Goal of the exercise: Exactly repeat all the records below, omitting the images they hold.

Materials provided:
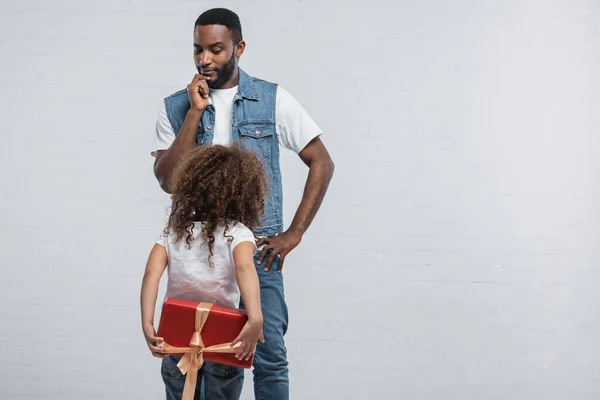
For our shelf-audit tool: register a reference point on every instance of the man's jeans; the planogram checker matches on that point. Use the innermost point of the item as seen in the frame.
(270, 360)
(221, 382)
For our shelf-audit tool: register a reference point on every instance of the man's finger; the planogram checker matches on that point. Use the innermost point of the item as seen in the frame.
(263, 253)
(236, 341)
(280, 266)
(270, 260)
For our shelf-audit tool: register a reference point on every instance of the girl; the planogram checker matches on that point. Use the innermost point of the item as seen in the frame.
(208, 246)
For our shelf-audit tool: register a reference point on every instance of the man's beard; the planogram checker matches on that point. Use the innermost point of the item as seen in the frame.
(222, 74)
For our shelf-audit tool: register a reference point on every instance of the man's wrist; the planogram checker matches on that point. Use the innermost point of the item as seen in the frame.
(195, 113)
(295, 231)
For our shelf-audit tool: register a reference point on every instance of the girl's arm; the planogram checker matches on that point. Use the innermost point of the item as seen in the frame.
(155, 267)
(245, 273)
(247, 279)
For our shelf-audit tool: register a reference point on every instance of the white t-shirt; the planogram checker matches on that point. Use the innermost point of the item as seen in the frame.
(190, 274)
(294, 127)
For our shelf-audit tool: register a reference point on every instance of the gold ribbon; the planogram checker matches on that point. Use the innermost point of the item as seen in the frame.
(193, 357)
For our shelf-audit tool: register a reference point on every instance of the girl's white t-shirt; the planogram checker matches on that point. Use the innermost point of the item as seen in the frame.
(190, 275)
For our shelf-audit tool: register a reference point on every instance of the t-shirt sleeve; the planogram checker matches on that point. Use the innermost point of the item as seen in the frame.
(162, 239)
(295, 128)
(240, 234)
(164, 135)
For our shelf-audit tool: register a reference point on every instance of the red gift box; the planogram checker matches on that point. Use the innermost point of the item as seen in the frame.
(219, 326)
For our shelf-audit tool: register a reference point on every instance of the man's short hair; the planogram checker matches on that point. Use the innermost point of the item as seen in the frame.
(222, 16)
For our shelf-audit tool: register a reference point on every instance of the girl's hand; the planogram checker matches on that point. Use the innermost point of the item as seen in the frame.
(154, 343)
(250, 334)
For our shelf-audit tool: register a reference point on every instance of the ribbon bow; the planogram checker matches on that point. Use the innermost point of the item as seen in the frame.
(193, 357)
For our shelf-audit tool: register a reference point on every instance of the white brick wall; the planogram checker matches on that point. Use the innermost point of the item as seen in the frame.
(455, 256)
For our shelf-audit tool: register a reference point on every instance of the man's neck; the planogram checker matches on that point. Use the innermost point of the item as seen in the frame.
(233, 81)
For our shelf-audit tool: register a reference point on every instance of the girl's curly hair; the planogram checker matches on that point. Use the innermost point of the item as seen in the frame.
(216, 186)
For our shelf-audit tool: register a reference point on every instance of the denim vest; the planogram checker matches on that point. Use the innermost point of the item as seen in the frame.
(253, 124)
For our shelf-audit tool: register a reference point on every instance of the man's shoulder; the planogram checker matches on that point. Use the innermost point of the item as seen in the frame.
(262, 82)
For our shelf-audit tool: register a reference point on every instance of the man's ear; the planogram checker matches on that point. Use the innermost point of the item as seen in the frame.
(239, 48)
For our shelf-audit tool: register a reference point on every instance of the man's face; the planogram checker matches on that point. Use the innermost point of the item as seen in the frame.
(215, 54)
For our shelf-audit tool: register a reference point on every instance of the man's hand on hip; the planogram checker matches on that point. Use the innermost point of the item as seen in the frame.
(281, 244)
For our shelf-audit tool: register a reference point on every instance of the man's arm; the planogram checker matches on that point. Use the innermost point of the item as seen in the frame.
(321, 168)
(166, 160)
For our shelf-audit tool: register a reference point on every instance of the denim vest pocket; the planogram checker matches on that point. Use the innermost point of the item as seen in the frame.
(257, 138)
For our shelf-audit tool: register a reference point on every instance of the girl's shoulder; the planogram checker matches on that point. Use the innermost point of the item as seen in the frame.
(237, 227)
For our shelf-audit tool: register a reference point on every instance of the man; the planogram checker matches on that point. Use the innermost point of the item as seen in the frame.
(221, 105)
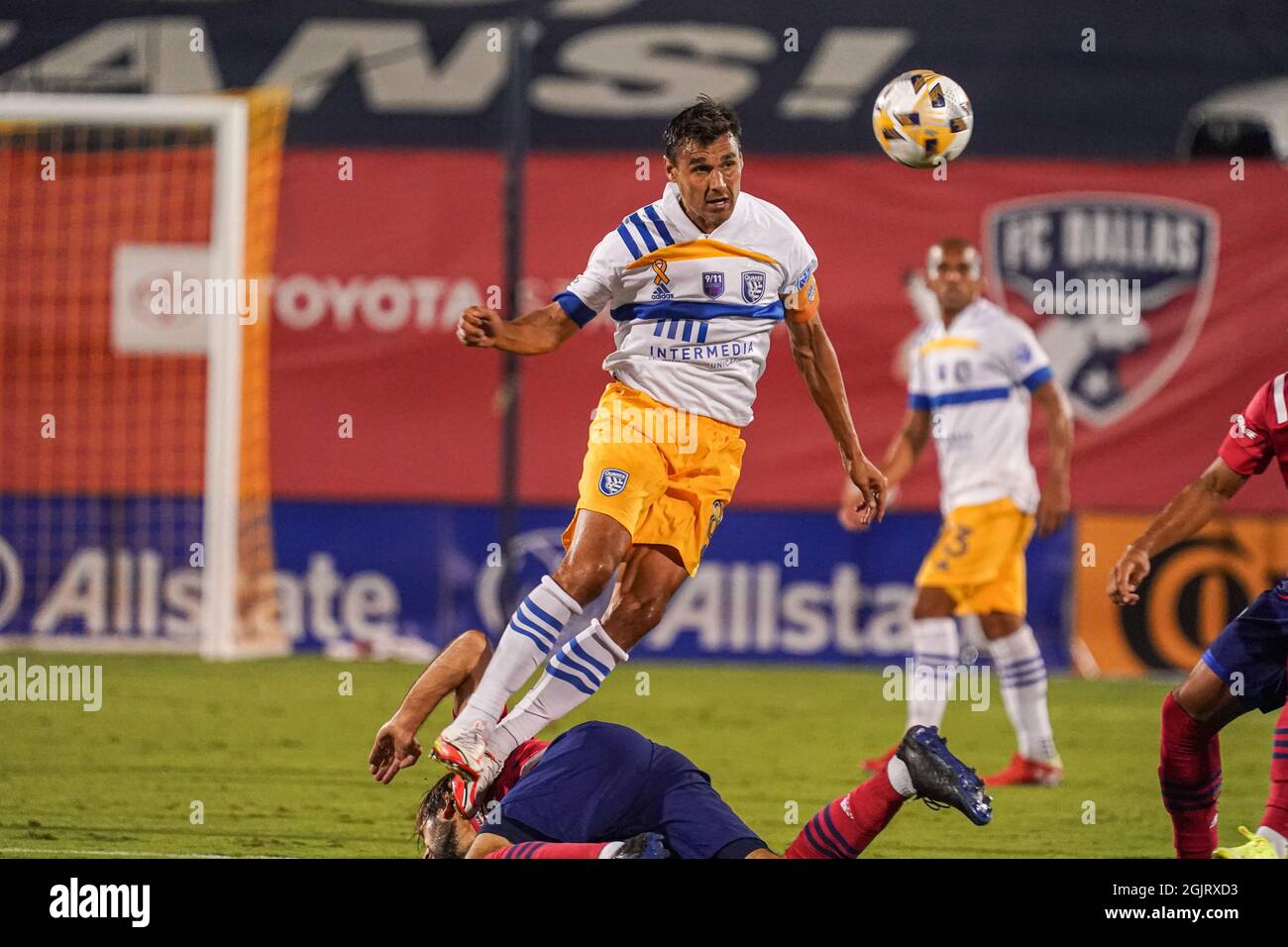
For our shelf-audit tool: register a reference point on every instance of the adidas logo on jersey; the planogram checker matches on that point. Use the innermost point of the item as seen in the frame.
(1239, 428)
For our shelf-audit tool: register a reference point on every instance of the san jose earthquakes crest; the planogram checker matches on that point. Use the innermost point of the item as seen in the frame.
(612, 480)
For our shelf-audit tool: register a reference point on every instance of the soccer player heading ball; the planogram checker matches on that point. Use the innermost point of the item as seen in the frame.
(973, 373)
(695, 282)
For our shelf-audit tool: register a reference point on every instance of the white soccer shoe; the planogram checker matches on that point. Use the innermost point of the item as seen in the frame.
(463, 748)
(468, 795)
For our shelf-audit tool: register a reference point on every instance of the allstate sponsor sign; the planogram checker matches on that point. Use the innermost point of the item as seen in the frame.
(406, 578)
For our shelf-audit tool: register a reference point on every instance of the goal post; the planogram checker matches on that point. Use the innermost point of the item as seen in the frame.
(143, 521)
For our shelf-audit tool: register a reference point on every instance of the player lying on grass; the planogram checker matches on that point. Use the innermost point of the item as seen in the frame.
(605, 791)
(1244, 667)
(695, 283)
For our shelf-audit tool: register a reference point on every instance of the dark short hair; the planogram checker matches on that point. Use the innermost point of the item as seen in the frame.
(432, 804)
(702, 123)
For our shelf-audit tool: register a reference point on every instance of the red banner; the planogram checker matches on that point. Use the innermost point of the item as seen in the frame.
(373, 272)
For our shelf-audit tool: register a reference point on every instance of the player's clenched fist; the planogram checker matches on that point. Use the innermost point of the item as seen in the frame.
(478, 328)
(1128, 573)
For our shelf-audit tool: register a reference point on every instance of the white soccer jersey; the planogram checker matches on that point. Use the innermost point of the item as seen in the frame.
(694, 311)
(974, 377)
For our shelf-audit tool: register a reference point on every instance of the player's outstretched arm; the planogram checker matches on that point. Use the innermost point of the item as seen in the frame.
(901, 457)
(1188, 512)
(815, 359)
(539, 331)
(1054, 505)
(458, 669)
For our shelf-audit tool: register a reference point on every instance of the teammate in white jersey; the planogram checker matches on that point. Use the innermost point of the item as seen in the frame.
(695, 283)
(970, 384)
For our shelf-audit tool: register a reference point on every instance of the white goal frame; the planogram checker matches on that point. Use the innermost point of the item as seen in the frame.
(227, 118)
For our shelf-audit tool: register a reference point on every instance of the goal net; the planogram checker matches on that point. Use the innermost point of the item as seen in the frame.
(137, 236)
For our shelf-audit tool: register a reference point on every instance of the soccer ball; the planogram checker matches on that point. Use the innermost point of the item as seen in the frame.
(922, 119)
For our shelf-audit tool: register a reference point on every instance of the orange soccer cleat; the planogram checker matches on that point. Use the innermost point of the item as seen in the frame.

Full solution:
For our shelf-audit tool: register a reference point on every instance of the man's jeans; the planogram checker matches on that point. Use the innermost point of the item as seen in the frame.
(270, 360)
(221, 382)
For our shelf-audit tool: register a reference point on every instance of the man's finger; the planogram checker matches on that point. Use the innermost point of the item as seen in the frame.
(263, 253)
(236, 341)
(280, 266)
(270, 260)
For our shelf-audit tool: register a reference point on every instance of the girl; the planogram checker matches on that point. Use the innermost point of the item as seen in the frame.
(208, 246)
For our shelf-audit tool: register a reference point on every instance of the man's beard; the planogram checker matches on that point. Use the innermost point of the item as seen in the frame.
(222, 74)
For our shelf-audit tool: register a reference point on every instance of the man's wrist; the planogram checker matches on that point. Use the innermost point of the item as seen in the frame.
(195, 113)
(295, 231)
For our shelf-audit tool: register a reference point on every instance of the girl's arm; the planogram checker matches on that point. Use the innermost point of the item as seen in the frame.
(155, 267)
(245, 273)
(247, 279)
For our shelf-audit tool: register a reference point on every instance of the white t-shirt; the planogram checker matches on that point. Use the innermost point of the item as seen in the frame.
(190, 274)
(294, 127)
For our shelf-audit tool: register a reference point on every instance of the gold ribbon; the planogram checker matches on that point. Use the innermost point of the item as seen in the frame.
(193, 357)
For our shelf-audit tool: register a reference point on every instance of the girl's white t-shirt; the planogram checker matches on that point. Use the innermost point of the item as seen in the frame.
(190, 275)
For our shelf-audit tool: register a reference point on every instance of the t-shirt sleeve; the planogram checker matches on that point. Use the innermost point of the item as seen in the frame.
(162, 239)
(295, 128)
(240, 234)
(164, 135)
For our shelf-audit tool: register a reference point on every instance of the red gift box; the planogram checker matches on that point. Use the innermost point of the item as seen in the frame.
(219, 326)
For our shelf-audit tool: register a reference point on every instance of the man's short hair; the planogram checker matches on that point. Use the innermost point of the item as seen in the frame.
(222, 16)
For our shelf-audit tool: register a reference point on every instance of the girl's hand; the planogram checker matches on that point. Use the innermost point of the item as seen in the frame.
(154, 343)
(250, 334)
For our shelf-audit tool: register a reference point on every instance of the ribbon bow; the planogram checker matches on that point. Use the innermost point of the item as seen in the frame.
(193, 357)
For our shelf-audit tool: register a reference point on every instance of the white brick wall; the planogram checker matches on that point. Use the innermost point of the item as seen in the frame.
(455, 256)
For our shelf-audit tool: register a reference point on every instance of the man's neck; the planogram checker matches on that point. Use the innermost point of the item as seen in the frame.
(233, 81)
For our shelf-audit tool: register a reference point on every instance of the girl's curly hair; the planogram checker matches on that point. Use the innermost point of the item as seen in the frame.
(216, 186)
For our shelf-audit tool: register a reference point on every instance of the denim vest; the planogram checker matches on that point. Use the innermost point of the item as seen in the frame.
(253, 124)
For our shelf-audit tool: register a reference point on every instance of the man's shoulder; the planogram checker matches on that point. Use the innermost point of the item as seen in the frame.
(262, 82)
For our shelf-audit tool: register a reference point on every instance of the man's ear; the planogram checker matches on that point. Use the innermost point of the item as seen in the frame.
(239, 48)
For our shelf-audit tool: register a reference point on every instance of the man's face; the planogram checker matches on that point. Use the innermost point of the item as seen in the frame.
(215, 54)
For our shelf-audit tool: register a reference point on every instance of the man's hand on hip; the planogram checker matches on that point. Use the innermost point of the item as seen in the frame.
(281, 244)
For our shelf-audit tool: register a reference point on every instance of the man's arm; the planogram checker matches on that point. Use the innermost point of the item as seen in the frame.
(321, 168)
(166, 160)
For our shelf-audit tool: register a reference point on every instance of the denim vest pocket; the planogram checker matches on that point. Use the innermost point of the item as seen in the frame.
(257, 138)
For our shelf-audit tool: register a reference point on every instance of the girl's shoulder; the planogram checker matches on that point. Use the innermost point of the item as seen in the frame.
(237, 227)
For our shelf-audit tool: register a reference point on every instance of the man; the planogram checker matches on that point. Use the innermost point of the item as seen in the frame.
(221, 105)
For our shelf-audit tool: register a reference point on every instance of the adidas logo on jersey; the planogram checker matches on that point. Use the innermost point of the item as seen in the frame.
(1239, 428)
For our shelf-audit tool: register a reference point on every instance of the san jose earthquakes crest; the planogram checker matches on that point. Use the innermost point of the item as seen in the frame.
(612, 480)
For our shelf-audit tool: register a reference point on every instance of the soccer player heading ball; the planogram checker matches on that point. Use the innermost point of the item as seen in the frame.
(973, 373)
(695, 282)
For our shelf-audit tool: register a reference point on every instance of the white soccer shoe; the planogram checker matches on that point. Use the innermost point of the item as seen in the frame.
(463, 748)
(468, 795)
For our shelf-audit tool: register a reference point on every instance of the allstate sponsor sign; the planogram checker matches on that point. Use the innermost point of the item as seen in the frame.
(406, 578)
For our shelf-audit tool: register a reference point on every instance of the goal post; the planogram checker matches on that point. Use the innermost point of the item as seen in the frame.
(143, 521)
For our shelf-audit tool: register a reference point on every instance of the player lying on grass; the planogram checker matches on that point. Use the innermost point of the item as seen in the frame.
(605, 791)
(1244, 667)
(695, 283)
For our shelf-audit tool: register a reference point on every instance of the dark short hair; the planogram checker matches on that point. Use the innermost point of the item as seen in the frame.
(432, 804)
(702, 123)
For our shelf-audit tool: register a reference point on every instance of the red banner; the planogram checker matches on that point. Use the innermost point of the item as seen in the frame.
(373, 272)
For our shelf-audit tool: register a reference point on every instance of the player's clenched fist; the planogram checker matches on that point. Use the innermost point of the item as seen in the frame.
(478, 328)
(1128, 573)
For our shelf-audit tool: register a reference point on every instance of the white soccer jersey; the planogram checker matches on that point. Use the innermost point of the item as seen in the frame.
(694, 311)
(974, 377)
For our shelf-audit tool: register a reference point on every instance of the player's outstretched arm; the planogram checker matches on that point. Use the innermost point of the item as seen in the frame.
(901, 457)
(1188, 512)
(815, 359)
(539, 331)
(1054, 505)
(458, 669)
For our shelf-audit tool: register a reference point on every instance of the teammate in white jersey; the planogram checker matches on that point. Use the innermost point of the item as seen in the frame.
(695, 283)
(970, 384)
For our shelf-audit tool: register a reference point on every instance of the white goal frame; the planogram checker matches on that point. Use the innermost point of the item as seen in the frame.
(227, 118)
For our shelf-audit tool: register a reference point on every instance of the goal net; the planogram checker matches on that point. Use the innermost point of the item as seen in the frame.
(137, 236)
For our shelf-audit tool: register a reference point on every instance of the soccer ball; the planogram checker matches on that point. Use the innermost point of the item as seen in the frame.
(922, 119)
For our shelf-audit tool: register a reference point on every instance of the orange soccer cleat; the planogram checker matches on that point. Use the innermost point of the item as seen in the frame.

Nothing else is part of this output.